▶ What the exercise asks
Quote every one of the entries below word for word, omitting the pictures.

▶ Records shown
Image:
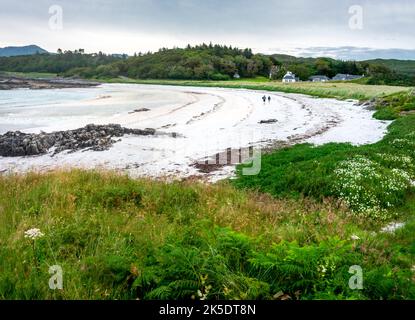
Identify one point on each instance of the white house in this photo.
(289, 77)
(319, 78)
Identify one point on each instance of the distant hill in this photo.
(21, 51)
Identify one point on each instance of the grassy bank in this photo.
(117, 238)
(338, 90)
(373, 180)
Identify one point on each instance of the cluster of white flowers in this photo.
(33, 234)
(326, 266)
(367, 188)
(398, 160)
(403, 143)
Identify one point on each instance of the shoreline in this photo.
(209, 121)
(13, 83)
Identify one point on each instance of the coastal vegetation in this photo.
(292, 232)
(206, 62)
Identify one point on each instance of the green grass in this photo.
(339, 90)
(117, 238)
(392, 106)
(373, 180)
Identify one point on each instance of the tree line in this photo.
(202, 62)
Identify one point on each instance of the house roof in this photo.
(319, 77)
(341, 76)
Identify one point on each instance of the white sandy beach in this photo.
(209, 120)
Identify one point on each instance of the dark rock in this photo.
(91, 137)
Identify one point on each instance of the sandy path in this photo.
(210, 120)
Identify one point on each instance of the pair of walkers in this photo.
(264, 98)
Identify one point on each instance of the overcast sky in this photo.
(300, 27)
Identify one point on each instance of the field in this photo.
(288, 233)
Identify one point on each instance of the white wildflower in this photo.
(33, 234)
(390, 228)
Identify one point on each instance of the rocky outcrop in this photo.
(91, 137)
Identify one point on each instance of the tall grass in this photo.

▶ Written answer
Image:
Identify one point on each instance of the white house in this photo.
(289, 77)
(319, 78)
Identify one point on each instance of the distant hill in this photo.
(21, 51)
Identify one point on each instance of the grassy bank in this photo.
(117, 238)
(338, 90)
(373, 180)
Identify one point on each instance of the cluster of white flowers in this photo.
(33, 234)
(326, 266)
(367, 188)
(398, 160)
(403, 143)
Identify one point on each instance of the shoreline in this photo.
(209, 121)
(13, 83)
Identify one point on each instance of the coastal vegetation in this photo.
(292, 232)
(206, 62)
Identify one point on each instance of the green grass in this photo.
(339, 90)
(117, 238)
(392, 106)
(373, 180)
Identify one point on each instance of the tree line in this photo.
(202, 62)
Identify one point on each instance of the house roof in this photo.
(319, 77)
(341, 76)
Identify one point on each instance of the white sandy beach in this photo.
(209, 120)
Identify one point on each instance of the dark rock in this photo.
(91, 137)
Identify one point on each instance of the sandy path in this photo.
(210, 120)
Identify one point on each instance of the pair of walkers in this photo.
(264, 98)
Identify one point on each instance of the overcast sky in this photo.
(300, 27)
Identify one point on each instance of the field in this photo.
(288, 233)
Identify one point on each instance of the white wildflower in this photo.
(33, 234)
(390, 228)
Identify one point on each instance of the rocky outcrop in this photo.
(91, 137)
Identify one point on each instance of the tall grass in this photo.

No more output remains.